-- Work to do --
1. In the forum post about batch inserts, what kind of database did the poster want to build?
2. Extend the forum post about batch inserts with duplicates, picking up right after its last sentence.

-- Document segment --
START

Batch inserts with unique, dupes and later counting.

enrcas · 2018-11-28 14:02:59

Hi,

Sometime ago I learn here the best way to batch insert millions of rows (thanks ab),

First I was doing classic inserts, I wanted to build a chess database (of games), but after some learning and asking,
I finally did them in a batch, as you can see in the examples:

 pgndb:=TSQLRestServerDB.CreateWithOwnModel([TSQLpgnGame],DATABASE_FILE_NAME);
  try
    pgndb.DB.LockingMode:=lmExclusive;
    pgndb.DB.Synchronous:=smOff;
    pgndb.CreateMissingTables;
    pgnbatch:=TSQLRestBatch.Create(pgndb,TSQLpgnGame,INSERTS_PER_COMMIT);
    try
      pgnrec:=TSQLPgnGame.Create;
      try 
      //loop the batch here
      // do some stuff, parse the PGN file, build record
       pgnbatch.Add(pgnrec,true);
       pgnrec.clearproperties;
     //end loop
      finally
        pgnrec.Free;
      end;
      pgndb.BatchSend(pgnbatch);
    finally
      pgnbatch.Free;
    end;
  finally
  pgndb.Free;
   Writeln('Memory used finally = ', IntToThousandString(MemoryUsed));
...

Now, I'm trying to learn a bit more the right way to do stuff with Mormot.
As I want games to be unique in the DB, I created a index

    pgndb.CreateMissingTables;
    pgndb.CreateSQLIndex(TSQLgame,'Gamedata',true); //true=unique yes

But... I was thinking, and sorry because I learned DB and SQL in the old school way, when you did everything by hand with SQL ...

How dupes work in this way of inserting? I mean, imagine I am inserting a batch of 1000 games, and some of them are already in the DB (only unique-ing here by gamedata, that is, the game in itself, not players, tournament or whatever).

END

-- Entries supplied --
START

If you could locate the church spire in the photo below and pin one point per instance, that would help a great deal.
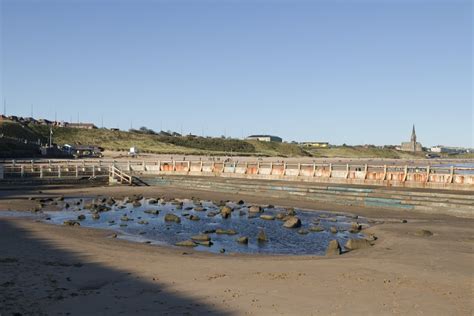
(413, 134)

END
START

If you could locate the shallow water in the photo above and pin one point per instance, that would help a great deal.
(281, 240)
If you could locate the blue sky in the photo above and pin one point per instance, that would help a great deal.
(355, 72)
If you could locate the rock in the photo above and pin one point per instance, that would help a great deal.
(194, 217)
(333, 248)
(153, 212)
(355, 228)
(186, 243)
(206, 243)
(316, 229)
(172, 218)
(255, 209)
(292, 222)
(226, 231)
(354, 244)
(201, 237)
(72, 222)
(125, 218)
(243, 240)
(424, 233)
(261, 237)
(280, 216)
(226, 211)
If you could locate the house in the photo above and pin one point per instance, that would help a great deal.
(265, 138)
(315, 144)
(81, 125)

END
START

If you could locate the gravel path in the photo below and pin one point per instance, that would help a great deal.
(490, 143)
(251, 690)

END

-- Outputs --
1. A chess database of games.

2.
When I was doing classic inserts, I got an exception when I try to insert a dupe row (by index I mean), so I could count them and process them apart.

I examined the examples and did some google searches but found nothing. Thanks!

ab · 2018-11-28 15:30:43

Maintaining the indexes takes resources, and slows down insertion.
For instance, from a blank database, inserting the data, then creating the indexes after the insertion is the fastest.

You can try the "boInsertOrReplace" option at Batch creation to update existing content.
(it will use 'insert or replace into' instead of plain 'insert into' in the executed SQL)
But it will work with IDs, not with your "gamedata" field.

alpinistbg · 2018-11-28 18:24:44

Using batches will not affect speed when DB.Synchronous:=smOff; mORMot uses Int64 as PK, so you can't benefit also from "WITHOUT ROWID Optimization", https://www.sqlite.org/withoutrowid.html. Not sure that the @ab statement:

For instance, from a blank database, inserting the data, then creating the indexes after the insertion is the fastest.

is true, rather no.

Duplicates with UNIQUE INDEX will always give you exceptions. After all, what is the purpose? Fast inserts or fast search?

ab · 2018-11-28 18:33:20

"Creating the indexes after the insertion is the fastest" is a known fact.
See e.g. https://www.whoishostingthis.com/compar … ulk-insert
This is how all DB engines work: maintaining the index during insertions has a cost (locking the table, fragmenting the disk....), whereas creating the index from scratch is a much faster process - see also https://stackoverflow.com/a/3688755/458259

Maintaining a secondary indexes can drop down performances, especially in SQlite3, with a lot of data.
See https://stackoverflow.com/questions/15778716
In our code, we tend to try using only the primary RowID/ID, or a dedicated separated R-Tree index if needed.

BTW the whole https://www.whoishostingthis.com/compar … e/optimize article is a nice read.

alpinistbg · 2018-11-28 22:40:41

ab wrote:

"Creating the indexes after the insertion is the fastest" is a known fact.
See e.g. https://www.whoishostingthis.com/compar … ulk-insert
This is how all DB engines work: maintaining the index during insertions has a cost (locking the table, fragmenting the disk....), whereas creating the index from scratch is a much faster process - see also https://stackoverflow.com/a/3688755/458259

Hmm, maybe... Depends on the (order of) data you're inserting. Wondering if creating an index does not lock too, doesn't it?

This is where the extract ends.